Directions for this task
Within the records, find every line that includes the word "below" and copy it.
[Entries provided — start]
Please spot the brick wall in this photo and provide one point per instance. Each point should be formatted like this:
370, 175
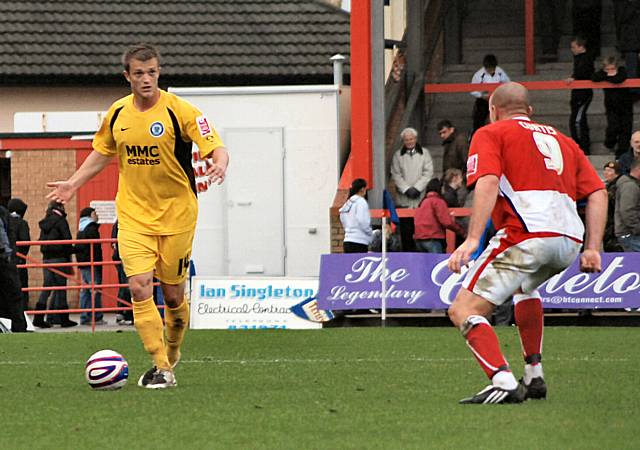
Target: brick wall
30, 172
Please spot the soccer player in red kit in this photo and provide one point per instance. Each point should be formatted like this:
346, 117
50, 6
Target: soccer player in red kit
527, 177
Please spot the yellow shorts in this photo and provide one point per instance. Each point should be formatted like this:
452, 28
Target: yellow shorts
169, 255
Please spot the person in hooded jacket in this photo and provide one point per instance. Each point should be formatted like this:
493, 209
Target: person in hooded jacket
432, 221
10, 300
356, 220
54, 226
89, 228
19, 231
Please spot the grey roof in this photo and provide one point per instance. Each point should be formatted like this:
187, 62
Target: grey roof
201, 41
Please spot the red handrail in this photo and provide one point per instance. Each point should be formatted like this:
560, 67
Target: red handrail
553, 85
31, 263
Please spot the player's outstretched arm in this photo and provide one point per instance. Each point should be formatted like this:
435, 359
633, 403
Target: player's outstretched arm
217, 168
596, 219
484, 199
63, 191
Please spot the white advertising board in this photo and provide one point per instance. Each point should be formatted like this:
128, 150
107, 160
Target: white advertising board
249, 303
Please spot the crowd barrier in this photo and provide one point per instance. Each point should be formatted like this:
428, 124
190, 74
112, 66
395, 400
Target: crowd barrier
62, 268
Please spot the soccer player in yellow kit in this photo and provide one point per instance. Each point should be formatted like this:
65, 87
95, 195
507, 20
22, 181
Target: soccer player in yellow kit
151, 133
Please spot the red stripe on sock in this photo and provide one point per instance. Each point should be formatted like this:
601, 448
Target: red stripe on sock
486, 348
530, 321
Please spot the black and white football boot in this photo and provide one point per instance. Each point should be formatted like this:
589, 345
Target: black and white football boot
494, 395
146, 377
162, 379
536, 389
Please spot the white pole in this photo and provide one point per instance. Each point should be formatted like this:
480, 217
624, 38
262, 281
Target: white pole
383, 294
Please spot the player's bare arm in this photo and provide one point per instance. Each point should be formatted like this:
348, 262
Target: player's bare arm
595, 218
484, 199
63, 191
217, 166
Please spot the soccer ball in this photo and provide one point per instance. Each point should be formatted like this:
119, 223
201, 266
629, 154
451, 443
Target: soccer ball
106, 370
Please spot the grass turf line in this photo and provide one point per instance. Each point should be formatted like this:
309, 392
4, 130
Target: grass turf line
334, 388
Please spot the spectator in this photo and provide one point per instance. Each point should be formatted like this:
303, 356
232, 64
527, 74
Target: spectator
54, 227
627, 210
126, 317
10, 300
580, 98
611, 175
394, 244
550, 19
454, 192
489, 73
432, 221
88, 228
356, 219
633, 154
627, 18
586, 23
455, 145
19, 231
411, 169
618, 106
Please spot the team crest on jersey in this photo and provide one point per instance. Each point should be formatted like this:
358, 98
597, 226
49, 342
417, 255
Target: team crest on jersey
472, 164
203, 125
156, 129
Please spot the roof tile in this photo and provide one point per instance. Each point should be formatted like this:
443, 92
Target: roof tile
209, 39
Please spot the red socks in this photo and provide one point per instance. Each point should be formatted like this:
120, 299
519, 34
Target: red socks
530, 321
483, 342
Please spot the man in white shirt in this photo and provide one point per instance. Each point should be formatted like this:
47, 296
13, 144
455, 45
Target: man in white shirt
489, 73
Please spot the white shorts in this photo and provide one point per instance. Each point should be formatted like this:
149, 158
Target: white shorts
516, 262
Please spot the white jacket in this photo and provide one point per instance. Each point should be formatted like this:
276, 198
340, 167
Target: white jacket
411, 170
356, 220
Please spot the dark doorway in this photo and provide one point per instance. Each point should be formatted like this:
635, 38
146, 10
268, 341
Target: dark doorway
5, 180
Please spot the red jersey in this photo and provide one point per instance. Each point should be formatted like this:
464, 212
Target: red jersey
542, 173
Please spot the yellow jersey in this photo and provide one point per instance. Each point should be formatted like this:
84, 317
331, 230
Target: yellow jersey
156, 189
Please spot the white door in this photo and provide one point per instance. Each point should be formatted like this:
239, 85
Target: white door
255, 201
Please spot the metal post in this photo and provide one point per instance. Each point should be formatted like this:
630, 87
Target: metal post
377, 103
383, 293
338, 62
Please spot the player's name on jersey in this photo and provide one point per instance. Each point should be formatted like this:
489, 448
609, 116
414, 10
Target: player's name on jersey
537, 127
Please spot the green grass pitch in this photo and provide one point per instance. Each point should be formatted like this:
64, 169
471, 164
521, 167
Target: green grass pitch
335, 388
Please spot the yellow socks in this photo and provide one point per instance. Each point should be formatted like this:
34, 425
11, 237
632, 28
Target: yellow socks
177, 320
149, 325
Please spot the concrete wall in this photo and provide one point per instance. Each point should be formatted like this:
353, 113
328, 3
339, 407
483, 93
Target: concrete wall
28, 99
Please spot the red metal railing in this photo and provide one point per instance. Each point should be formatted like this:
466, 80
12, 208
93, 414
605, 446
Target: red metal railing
32, 263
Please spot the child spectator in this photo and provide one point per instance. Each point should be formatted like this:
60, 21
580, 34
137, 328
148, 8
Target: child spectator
394, 243
618, 106
580, 98
432, 219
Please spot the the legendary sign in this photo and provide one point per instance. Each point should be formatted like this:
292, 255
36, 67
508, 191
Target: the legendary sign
423, 281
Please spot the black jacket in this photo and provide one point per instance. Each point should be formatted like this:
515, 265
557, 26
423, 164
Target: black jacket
55, 227
627, 17
18, 227
91, 231
582, 70
618, 100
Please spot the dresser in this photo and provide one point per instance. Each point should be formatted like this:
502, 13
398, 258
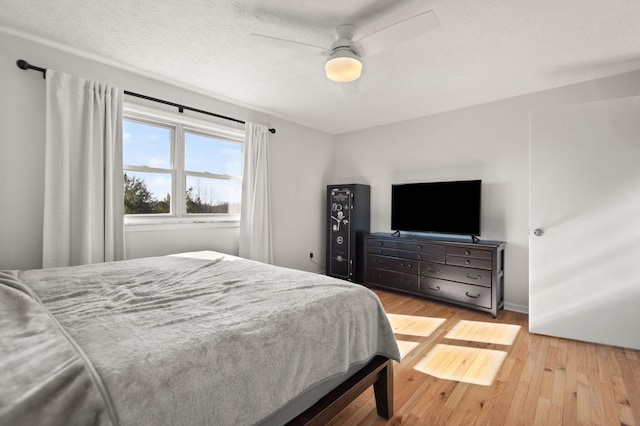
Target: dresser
469, 274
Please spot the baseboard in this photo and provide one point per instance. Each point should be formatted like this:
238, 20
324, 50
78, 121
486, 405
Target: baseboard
516, 308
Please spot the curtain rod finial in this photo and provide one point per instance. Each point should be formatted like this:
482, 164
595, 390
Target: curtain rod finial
22, 64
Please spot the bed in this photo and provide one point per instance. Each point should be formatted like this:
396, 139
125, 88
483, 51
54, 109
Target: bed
189, 339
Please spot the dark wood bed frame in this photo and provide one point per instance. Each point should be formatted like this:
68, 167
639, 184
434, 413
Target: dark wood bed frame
378, 372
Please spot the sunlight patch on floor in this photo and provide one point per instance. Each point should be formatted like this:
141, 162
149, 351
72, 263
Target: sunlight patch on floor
413, 325
406, 347
486, 332
462, 364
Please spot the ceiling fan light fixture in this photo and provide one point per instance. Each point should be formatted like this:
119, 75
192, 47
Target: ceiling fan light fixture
343, 66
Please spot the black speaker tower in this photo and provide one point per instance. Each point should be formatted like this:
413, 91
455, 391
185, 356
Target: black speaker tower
348, 219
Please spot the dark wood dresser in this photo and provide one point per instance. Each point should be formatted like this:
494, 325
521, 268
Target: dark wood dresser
465, 273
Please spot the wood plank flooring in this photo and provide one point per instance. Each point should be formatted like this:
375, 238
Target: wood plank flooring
542, 381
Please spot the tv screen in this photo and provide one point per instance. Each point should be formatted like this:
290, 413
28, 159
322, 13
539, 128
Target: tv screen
437, 207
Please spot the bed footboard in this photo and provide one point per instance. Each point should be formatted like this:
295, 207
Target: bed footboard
378, 372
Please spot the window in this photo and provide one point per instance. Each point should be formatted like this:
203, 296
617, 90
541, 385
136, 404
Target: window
179, 168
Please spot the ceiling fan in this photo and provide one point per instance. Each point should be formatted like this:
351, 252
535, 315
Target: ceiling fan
344, 56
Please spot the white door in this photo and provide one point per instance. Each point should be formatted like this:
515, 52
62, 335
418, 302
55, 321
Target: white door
584, 268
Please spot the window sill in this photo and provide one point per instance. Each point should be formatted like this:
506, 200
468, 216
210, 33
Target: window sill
154, 224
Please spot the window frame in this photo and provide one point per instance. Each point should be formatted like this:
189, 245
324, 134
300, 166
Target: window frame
179, 124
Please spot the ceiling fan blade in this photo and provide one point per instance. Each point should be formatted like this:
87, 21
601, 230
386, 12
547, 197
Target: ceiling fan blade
289, 44
397, 33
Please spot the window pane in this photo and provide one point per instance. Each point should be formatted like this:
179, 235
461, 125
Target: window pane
213, 195
146, 145
207, 154
147, 193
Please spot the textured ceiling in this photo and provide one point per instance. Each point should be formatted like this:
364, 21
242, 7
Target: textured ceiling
481, 51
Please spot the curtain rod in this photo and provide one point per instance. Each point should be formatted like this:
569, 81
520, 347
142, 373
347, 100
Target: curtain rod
24, 65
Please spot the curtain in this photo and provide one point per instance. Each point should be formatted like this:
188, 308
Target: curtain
255, 218
83, 200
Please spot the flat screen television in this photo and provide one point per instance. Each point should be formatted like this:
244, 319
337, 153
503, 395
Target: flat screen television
437, 207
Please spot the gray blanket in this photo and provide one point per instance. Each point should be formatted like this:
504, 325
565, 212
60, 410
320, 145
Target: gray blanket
196, 339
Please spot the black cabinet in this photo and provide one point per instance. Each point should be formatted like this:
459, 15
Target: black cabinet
348, 219
467, 274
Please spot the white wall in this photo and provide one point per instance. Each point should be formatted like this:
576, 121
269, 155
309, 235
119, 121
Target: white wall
300, 158
488, 142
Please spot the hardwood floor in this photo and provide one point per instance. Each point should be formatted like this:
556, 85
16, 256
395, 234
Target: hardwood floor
541, 381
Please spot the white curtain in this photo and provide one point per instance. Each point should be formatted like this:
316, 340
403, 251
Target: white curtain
255, 219
83, 201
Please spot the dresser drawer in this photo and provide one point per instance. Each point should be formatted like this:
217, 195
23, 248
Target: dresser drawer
471, 262
396, 264
381, 251
418, 255
373, 242
456, 273
393, 279
422, 247
456, 292
469, 252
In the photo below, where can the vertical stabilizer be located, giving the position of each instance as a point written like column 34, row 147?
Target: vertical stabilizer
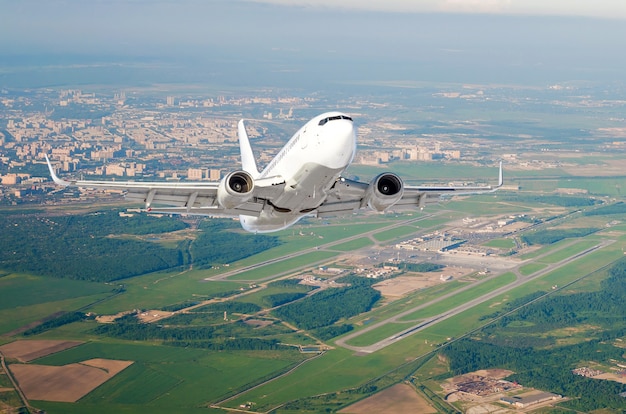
column 248, row 163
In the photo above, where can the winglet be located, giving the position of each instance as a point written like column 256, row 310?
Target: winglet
column 55, row 178
column 248, row 163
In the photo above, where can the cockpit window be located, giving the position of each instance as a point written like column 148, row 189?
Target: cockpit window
column 333, row 118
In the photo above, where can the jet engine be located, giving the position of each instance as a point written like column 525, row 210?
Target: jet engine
column 235, row 189
column 384, row 191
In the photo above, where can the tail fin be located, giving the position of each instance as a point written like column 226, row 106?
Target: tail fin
column 248, row 163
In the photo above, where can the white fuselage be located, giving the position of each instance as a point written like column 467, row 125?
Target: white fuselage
column 310, row 163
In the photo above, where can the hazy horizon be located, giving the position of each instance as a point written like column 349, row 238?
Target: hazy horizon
column 248, row 44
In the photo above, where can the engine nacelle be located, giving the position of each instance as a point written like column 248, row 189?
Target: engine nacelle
column 235, row 189
column 384, row 191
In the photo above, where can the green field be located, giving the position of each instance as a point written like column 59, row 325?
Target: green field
column 170, row 378
column 27, row 298
column 284, row 266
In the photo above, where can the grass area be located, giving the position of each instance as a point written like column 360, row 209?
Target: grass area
column 278, row 268
column 394, row 233
column 353, row 245
column 258, row 297
column 26, row 290
column 567, row 252
column 481, row 206
column 544, row 250
column 501, row 243
column 158, row 289
column 20, row 316
column 401, row 305
column 462, row 297
column 531, row 268
column 380, row 333
column 176, row 378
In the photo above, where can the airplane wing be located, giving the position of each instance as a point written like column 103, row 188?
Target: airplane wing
column 347, row 196
column 184, row 197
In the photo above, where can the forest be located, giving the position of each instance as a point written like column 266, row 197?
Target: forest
column 89, row 246
column 522, row 342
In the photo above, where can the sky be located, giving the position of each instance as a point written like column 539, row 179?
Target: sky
column 293, row 42
column 610, row 9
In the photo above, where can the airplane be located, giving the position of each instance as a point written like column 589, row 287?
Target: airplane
column 304, row 179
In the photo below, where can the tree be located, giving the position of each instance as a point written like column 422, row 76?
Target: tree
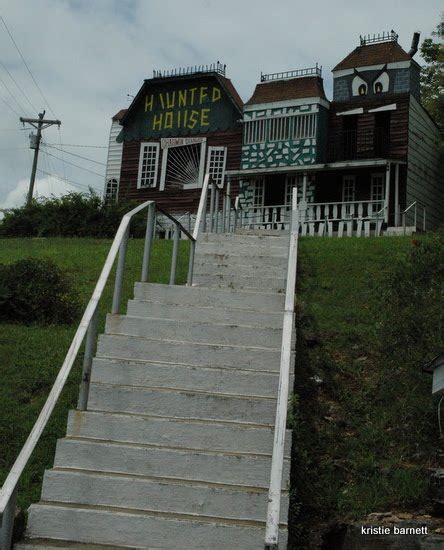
column 432, row 75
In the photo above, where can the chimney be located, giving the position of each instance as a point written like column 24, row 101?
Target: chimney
column 415, row 42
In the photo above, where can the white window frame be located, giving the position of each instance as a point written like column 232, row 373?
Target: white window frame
column 211, row 149
column 155, row 145
column 203, row 146
column 377, row 179
column 347, row 180
column 112, row 189
column 258, row 185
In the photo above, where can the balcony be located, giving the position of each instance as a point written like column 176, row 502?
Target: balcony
column 356, row 145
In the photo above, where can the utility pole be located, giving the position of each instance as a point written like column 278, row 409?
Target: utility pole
column 40, row 124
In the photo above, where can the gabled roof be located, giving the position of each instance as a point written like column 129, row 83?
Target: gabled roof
column 373, row 54
column 282, row 90
column 119, row 115
column 226, row 84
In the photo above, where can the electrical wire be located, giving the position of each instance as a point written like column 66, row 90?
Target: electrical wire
column 76, row 165
column 27, row 66
column 75, row 183
column 18, row 87
column 73, row 154
column 72, row 145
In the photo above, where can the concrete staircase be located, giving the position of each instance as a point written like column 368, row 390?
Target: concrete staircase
column 175, row 448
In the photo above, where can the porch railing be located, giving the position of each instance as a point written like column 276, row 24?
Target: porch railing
column 360, row 145
column 88, row 328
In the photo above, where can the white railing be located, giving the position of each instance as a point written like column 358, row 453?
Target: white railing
column 416, row 209
column 340, row 211
column 277, row 461
column 88, row 328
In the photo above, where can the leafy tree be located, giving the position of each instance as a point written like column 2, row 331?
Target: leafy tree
column 432, row 75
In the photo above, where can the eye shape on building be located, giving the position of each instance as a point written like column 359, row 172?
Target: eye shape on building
column 359, row 86
column 381, row 83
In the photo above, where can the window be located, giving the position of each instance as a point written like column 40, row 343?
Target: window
column 148, row 163
column 258, row 193
column 304, row 126
column 254, row 131
column 377, row 190
column 111, row 189
column 279, row 128
column 216, row 164
column 359, row 86
column 348, row 188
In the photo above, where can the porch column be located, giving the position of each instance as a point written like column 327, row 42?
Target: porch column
column 387, row 191
column 396, row 195
column 304, row 186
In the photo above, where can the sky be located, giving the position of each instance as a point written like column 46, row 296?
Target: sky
column 86, row 56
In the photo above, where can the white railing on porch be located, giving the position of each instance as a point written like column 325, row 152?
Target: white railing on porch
column 350, row 218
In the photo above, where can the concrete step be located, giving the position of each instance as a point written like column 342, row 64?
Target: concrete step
column 174, row 432
column 200, row 296
column 193, row 465
column 203, row 278
column 150, row 494
column 181, row 404
column 262, row 232
column 244, row 270
column 278, row 240
column 139, row 308
column 165, row 375
column 193, row 331
column 186, row 353
column 262, row 260
column 264, row 249
column 102, row 525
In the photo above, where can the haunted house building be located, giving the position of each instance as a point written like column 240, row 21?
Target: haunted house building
column 370, row 154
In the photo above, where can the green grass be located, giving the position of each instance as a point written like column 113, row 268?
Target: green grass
column 30, row 356
column 365, row 436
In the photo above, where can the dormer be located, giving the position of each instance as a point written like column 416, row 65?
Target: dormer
column 285, row 120
column 379, row 66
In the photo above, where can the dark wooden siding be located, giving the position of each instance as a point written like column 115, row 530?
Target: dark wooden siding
column 398, row 134
column 172, row 199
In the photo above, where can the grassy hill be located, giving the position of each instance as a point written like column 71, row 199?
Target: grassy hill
column 362, row 439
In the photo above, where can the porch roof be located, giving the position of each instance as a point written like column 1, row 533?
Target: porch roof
column 312, row 167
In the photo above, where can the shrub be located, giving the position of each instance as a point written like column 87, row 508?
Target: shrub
column 72, row 215
column 36, row 290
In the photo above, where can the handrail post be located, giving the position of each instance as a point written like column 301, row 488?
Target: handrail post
column 216, row 210
column 7, row 522
column 119, row 273
column 87, row 360
column 211, row 208
column 174, row 257
column 148, row 242
column 191, row 263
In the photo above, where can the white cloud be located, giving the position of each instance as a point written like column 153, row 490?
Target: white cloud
column 92, row 53
column 44, row 187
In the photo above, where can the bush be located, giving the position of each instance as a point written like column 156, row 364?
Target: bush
column 72, row 215
column 36, row 290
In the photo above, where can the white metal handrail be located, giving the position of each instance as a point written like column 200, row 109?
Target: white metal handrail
column 87, row 327
column 277, row 461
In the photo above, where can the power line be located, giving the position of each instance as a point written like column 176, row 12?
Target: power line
column 26, row 65
column 75, row 183
column 18, row 87
column 72, row 145
column 9, row 107
column 73, row 154
column 76, row 165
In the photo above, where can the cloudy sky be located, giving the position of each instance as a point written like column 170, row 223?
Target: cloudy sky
column 86, row 56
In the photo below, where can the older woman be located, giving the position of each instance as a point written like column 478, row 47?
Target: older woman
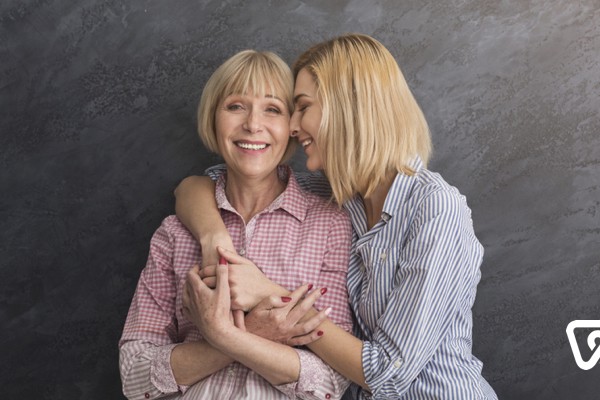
column 297, row 239
column 415, row 260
[Entries provided — finish]
Task solution
In the photo below, where can the vertical stabilizer be located, giving the position of each instance as a point written like column 34, row 147?
In the photo below, where can the tree be located, giving the position of each instance as a point written like column 422, row 76?
In the photo below, where can the older woman be located, giving the position of each instance as a point written like column 478, row 47?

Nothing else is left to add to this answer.